Text block:
The Dobbs decision represents “an egregious allowance of government intrusion into the medical examination room, a direct attack on the practice of medicine and the patient-physician relationship, and a brazen violation of patients’ rights to evidence-based reproductive health services,” AMA President Jack Resneck Jr., MD, said the day the ruling was issued. 

Shifting reproductive health decision-making to lawmakers opens a deep political rift between states over access to reproductive health services that places sound medical practice and the health of patients at risk, leaving millions with little or no access to reproductive health services. More than a dozen states have banned abortion, some with virtually no exceptions, and some states are threatening physicians who provide care with prison time. 

With outright bans or severe restrictions, some will be forced to travel outside the state to obtain an abortion. Other patients will self-manage abortion, and yet others still will be forced to carry their pregnancy to term. Each outcome increases the likelihood of negative consequences to one’s physical and psychological health. 

The AMA and more than two dozen leading medical organizations had filed an amicus brief (PDF) with the high court, explaining to the justices that “abortion is safe medical care.” 

The AMA supports patients’ access to the full spectrum of reproductive health care options, including abortion and contraception, as a right. Physicians’ ethical obligation is to help patients choose the optimal course of treatment, through shared decision-making that is fully informed by medical science and shaped by patient autonomy. Anything less puts patients at risk and undermines the practice of medicine and the nation’s health.

Data for analysis:
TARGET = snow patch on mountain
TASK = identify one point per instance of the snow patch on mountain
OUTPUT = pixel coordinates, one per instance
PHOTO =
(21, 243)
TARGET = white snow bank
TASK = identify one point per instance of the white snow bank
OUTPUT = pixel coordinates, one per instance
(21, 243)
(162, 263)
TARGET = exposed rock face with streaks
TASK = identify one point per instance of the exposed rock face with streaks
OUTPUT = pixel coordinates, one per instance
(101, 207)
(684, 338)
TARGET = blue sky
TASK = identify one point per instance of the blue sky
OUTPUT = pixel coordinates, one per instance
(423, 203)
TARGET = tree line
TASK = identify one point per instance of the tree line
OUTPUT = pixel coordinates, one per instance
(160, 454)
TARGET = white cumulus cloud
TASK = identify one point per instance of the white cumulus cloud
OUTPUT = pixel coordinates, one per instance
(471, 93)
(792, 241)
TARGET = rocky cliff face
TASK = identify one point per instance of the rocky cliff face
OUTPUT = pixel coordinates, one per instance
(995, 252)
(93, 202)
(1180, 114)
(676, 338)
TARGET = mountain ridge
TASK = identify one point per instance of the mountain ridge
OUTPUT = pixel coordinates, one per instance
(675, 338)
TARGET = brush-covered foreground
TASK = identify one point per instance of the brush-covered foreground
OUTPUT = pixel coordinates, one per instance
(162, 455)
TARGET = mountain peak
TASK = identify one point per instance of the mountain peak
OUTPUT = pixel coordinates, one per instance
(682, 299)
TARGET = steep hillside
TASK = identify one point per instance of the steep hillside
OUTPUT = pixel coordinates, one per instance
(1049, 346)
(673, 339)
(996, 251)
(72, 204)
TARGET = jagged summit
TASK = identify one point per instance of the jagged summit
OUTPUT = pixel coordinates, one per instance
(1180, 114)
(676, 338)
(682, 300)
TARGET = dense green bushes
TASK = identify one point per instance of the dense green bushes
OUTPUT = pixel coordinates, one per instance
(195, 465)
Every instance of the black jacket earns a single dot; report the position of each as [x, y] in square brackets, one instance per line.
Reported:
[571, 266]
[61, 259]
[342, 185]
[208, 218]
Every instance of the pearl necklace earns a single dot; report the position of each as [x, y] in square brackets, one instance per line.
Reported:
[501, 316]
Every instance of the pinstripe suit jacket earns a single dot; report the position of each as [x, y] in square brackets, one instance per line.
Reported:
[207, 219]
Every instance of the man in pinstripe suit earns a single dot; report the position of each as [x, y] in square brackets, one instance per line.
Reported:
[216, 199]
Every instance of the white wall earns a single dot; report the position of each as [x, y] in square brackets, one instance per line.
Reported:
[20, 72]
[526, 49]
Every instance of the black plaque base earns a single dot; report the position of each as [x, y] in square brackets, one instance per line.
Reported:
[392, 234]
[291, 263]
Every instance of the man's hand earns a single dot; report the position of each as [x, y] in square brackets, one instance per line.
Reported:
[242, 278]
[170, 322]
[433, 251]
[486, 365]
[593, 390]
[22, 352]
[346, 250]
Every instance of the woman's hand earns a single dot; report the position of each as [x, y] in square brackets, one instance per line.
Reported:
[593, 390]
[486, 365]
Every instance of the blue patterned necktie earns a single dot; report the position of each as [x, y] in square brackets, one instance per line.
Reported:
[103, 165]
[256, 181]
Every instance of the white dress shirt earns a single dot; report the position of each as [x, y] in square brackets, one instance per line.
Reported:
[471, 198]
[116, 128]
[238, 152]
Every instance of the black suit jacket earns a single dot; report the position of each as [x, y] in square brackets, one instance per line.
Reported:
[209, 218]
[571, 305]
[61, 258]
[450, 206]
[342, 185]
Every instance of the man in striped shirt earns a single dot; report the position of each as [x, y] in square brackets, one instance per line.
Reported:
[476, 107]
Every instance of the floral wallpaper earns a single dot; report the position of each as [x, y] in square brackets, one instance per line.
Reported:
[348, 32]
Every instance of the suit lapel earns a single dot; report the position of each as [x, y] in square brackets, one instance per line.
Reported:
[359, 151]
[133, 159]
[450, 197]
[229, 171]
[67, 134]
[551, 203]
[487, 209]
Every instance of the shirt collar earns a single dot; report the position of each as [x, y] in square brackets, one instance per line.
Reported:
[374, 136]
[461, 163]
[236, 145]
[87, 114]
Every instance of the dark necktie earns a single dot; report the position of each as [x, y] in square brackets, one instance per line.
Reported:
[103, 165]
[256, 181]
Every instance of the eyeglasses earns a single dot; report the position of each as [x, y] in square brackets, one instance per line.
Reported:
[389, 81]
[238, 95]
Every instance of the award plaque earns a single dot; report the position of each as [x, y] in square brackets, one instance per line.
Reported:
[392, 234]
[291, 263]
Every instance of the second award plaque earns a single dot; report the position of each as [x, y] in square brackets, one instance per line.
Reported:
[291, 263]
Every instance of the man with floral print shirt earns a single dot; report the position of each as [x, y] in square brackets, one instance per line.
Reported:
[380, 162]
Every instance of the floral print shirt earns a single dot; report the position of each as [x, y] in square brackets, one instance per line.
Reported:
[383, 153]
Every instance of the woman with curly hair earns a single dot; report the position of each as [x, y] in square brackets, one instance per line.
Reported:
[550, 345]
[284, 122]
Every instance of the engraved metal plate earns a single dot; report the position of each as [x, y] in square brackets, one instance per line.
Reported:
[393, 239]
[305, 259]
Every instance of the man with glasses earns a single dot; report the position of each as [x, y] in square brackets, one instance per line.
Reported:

Tasks to carry out:
**a.** Reproduce the passage on the Dobbs decision word for word, from "The Dobbs decision" to "with prison time.".
**b.** Answer these questions from the passage on the Dobbs decision:
(i) Who is named as AMA President?
(ii) How many states does the passage say have banned abortion?
(iii) What did the amicus brief explain to the justices?

Per-task outputs:
**a.**
The Dobbs decision represents “an egregious allowance of government intrusion into the medical examination room, a direct attack on the practice of medicine and the patient-physician relationship, and a brazen violation of patients’ rights to evidence-based reproductive health services,” AMA President Jack Resneck Jr., MD, said the day the ruling was issued. 

Shifting reproductive health decision-making to lawmakers opens a deep political rift between states over access to reproductive health services that places sound medical practice and the health of patients at risk, leaving millions with little or no access to reproductive health services. More than a dozen states have banned abortion, some with virtually no exceptions, and some states are threatening physicians who provide care with prison time.

**b.**
(i) Jack Resneck Jr., MD
(ii) More than a dozen
(iii) That "abortion is safe medical care."